--- The records Enclosed Below ---

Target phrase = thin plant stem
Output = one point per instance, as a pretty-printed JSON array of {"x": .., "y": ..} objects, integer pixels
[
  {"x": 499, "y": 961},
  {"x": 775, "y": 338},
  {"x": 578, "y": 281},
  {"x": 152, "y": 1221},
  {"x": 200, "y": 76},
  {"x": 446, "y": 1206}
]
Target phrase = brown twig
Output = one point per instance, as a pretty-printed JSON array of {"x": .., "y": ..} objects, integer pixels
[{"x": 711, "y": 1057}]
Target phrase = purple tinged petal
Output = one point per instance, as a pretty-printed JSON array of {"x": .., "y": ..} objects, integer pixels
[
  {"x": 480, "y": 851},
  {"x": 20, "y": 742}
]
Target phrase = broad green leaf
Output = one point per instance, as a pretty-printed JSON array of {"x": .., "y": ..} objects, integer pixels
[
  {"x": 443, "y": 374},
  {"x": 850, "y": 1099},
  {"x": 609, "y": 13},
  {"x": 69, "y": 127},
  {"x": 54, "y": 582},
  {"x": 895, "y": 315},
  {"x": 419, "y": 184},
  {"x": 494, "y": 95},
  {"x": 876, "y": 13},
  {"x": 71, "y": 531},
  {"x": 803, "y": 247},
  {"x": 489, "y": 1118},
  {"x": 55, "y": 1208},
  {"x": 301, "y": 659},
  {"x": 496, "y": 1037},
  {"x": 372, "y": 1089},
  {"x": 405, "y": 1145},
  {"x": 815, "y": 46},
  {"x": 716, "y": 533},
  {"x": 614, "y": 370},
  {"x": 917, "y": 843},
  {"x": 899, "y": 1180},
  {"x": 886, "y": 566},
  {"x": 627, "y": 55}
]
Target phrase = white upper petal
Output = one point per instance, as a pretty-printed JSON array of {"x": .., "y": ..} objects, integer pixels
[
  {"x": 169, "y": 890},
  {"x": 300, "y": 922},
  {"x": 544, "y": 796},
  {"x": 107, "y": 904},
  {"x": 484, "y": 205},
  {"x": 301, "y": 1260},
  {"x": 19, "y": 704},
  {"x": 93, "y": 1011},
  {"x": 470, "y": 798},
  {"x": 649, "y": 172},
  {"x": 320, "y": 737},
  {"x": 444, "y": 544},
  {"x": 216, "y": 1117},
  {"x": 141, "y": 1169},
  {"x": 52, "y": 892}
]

--- End of Enclosed The records ---

Exercise requirements — Having found the line with "Target phrase = broad green leaf" in the listing above, transcribe it and every line after it to the end, exactly, with no additions.

Result —
Target phrase = broad green leaf
Output = one point per instance, as a pretty-printed JSON array of {"x": .., "y": ..} objects, integer pixels
[
  {"x": 443, "y": 374},
  {"x": 850, "y": 1099},
  {"x": 609, "y": 13},
  {"x": 69, "y": 127},
  {"x": 54, "y": 582},
  {"x": 895, "y": 315},
  {"x": 419, "y": 184},
  {"x": 494, "y": 95},
  {"x": 876, "y": 13},
  {"x": 71, "y": 531},
  {"x": 803, "y": 247},
  {"x": 489, "y": 1118},
  {"x": 55, "y": 1208},
  {"x": 301, "y": 659},
  {"x": 496, "y": 1037},
  {"x": 372, "y": 1089},
  {"x": 405, "y": 1145},
  {"x": 815, "y": 46},
  {"x": 716, "y": 533},
  {"x": 614, "y": 370},
  {"x": 917, "y": 843},
  {"x": 899, "y": 1180},
  {"x": 886, "y": 566},
  {"x": 627, "y": 55}
]
Target phrase = white upper petal
Output = one point per instance, as a pretty-printed JSON array of {"x": .., "y": ..} objects, integer pixels
[
  {"x": 169, "y": 890},
  {"x": 300, "y": 922},
  {"x": 544, "y": 796},
  {"x": 107, "y": 904},
  {"x": 484, "y": 205},
  {"x": 301, "y": 1260},
  {"x": 19, "y": 704},
  {"x": 93, "y": 1011},
  {"x": 470, "y": 798},
  {"x": 649, "y": 172},
  {"x": 320, "y": 737},
  {"x": 444, "y": 544},
  {"x": 216, "y": 1117},
  {"x": 141, "y": 1169},
  {"x": 52, "y": 892}
]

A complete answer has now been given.